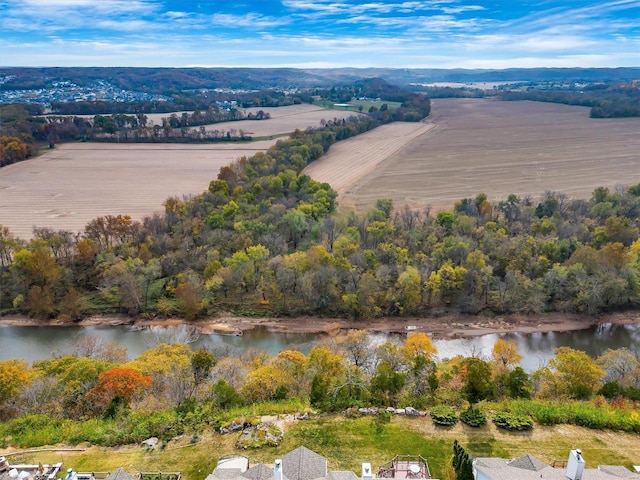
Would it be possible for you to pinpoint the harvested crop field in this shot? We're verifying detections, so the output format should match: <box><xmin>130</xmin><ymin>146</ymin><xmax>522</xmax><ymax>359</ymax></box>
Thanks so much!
<box><xmin>310</xmin><ymin>98</ymin><xmax>640</xmax><ymax>212</ymax></box>
<box><xmin>302</xmin><ymin>122</ymin><xmax>436</xmax><ymax>192</ymax></box>
<box><xmin>146</xmin><ymin>104</ymin><xmax>339</xmax><ymax>138</ymax></box>
<box><xmin>0</xmin><ymin>104</ymin><xmax>351</xmax><ymax>240</ymax></box>
<box><xmin>0</xmin><ymin>141</ymin><xmax>275</xmax><ymax>240</ymax></box>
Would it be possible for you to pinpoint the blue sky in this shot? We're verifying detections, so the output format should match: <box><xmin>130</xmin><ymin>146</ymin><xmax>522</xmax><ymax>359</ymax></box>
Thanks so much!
<box><xmin>1</xmin><ymin>0</ymin><xmax>638</xmax><ymax>69</ymax></box>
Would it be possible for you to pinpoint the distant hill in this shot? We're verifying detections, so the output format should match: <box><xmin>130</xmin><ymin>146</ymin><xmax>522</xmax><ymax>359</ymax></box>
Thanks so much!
<box><xmin>1</xmin><ymin>66</ymin><xmax>639</xmax><ymax>94</ymax></box>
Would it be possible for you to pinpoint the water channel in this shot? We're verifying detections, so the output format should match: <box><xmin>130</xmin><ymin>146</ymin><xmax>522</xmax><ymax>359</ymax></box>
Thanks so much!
<box><xmin>1</xmin><ymin>323</ymin><xmax>639</xmax><ymax>372</ymax></box>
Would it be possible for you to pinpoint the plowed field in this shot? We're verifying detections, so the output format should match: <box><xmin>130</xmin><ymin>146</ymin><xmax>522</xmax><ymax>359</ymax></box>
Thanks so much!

### Your assignment
Each line of the data above must be repeated exactly, images excluded.

### Response to the exercise
Would it be possible for you to pinpoint the harvested crop field in this shot? We're verifying detections, so the output format should match: <box><xmin>130</xmin><ymin>146</ymin><xmax>522</xmax><ymax>359</ymax></box>
Thanks so much!
<box><xmin>310</xmin><ymin>98</ymin><xmax>640</xmax><ymax>212</ymax></box>
<box><xmin>302</xmin><ymin>122</ymin><xmax>436</xmax><ymax>192</ymax></box>
<box><xmin>146</xmin><ymin>104</ymin><xmax>339</xmax><ymax>138</ymax></box>
<box><xmin>0</xmin><ymin>104</ymin><xmax>351</xmax><ymax>240</ymax></box>
<box><xmin>0</xmin><ymin>141</ymin><xmax>275</xmax><ymax>240</ymax></box>
Would it be possible for you to pinpoint the blue sky in this shot? We're verifying detections, so the output format should match: <box><xmin>130</xmin><ymin>146</ymin><xmax>522</xmax><ymax>359</ymax></box>
Thanks so much!
<box><xmin>1</xmin><ymin>0</ymin><xmax>638</xmax><ymax>69</ymax></box>
Would it be possible for you to pinpoint the distant hill in this shot? We're verifying detections, so the output format should match: <box><xmin>130</xmin><ymin>146</ymin><xmax>522</xmax><ymax>359</ymax></box>
Thanks so much!
<box><xmin>1</xmin><ymin>66</ymin><xmax>639</xmax><ymax>94</ymax></box>
Would it be possible for you to pinpoint the water channel in this shot? We're verifying detections, so the output format should match: <box><xmin>130</xmin><ymin>146</ymin><xmax>522</xmax><ymax>359</ymax></box>
Thanks so much!
<box><xmin>1</xmin><ymin>323</ymin><xmax>639</xmax><ymax>372</ymax></box>
Would it be possible for you to pinpoint the plowed field in this shot? We're verifying detections, so the output format should match: <box><xmin>130</xmin><ymin>146</ymin><xmax>522</xmax><ymax>359</ymax></box>
Thanks so much!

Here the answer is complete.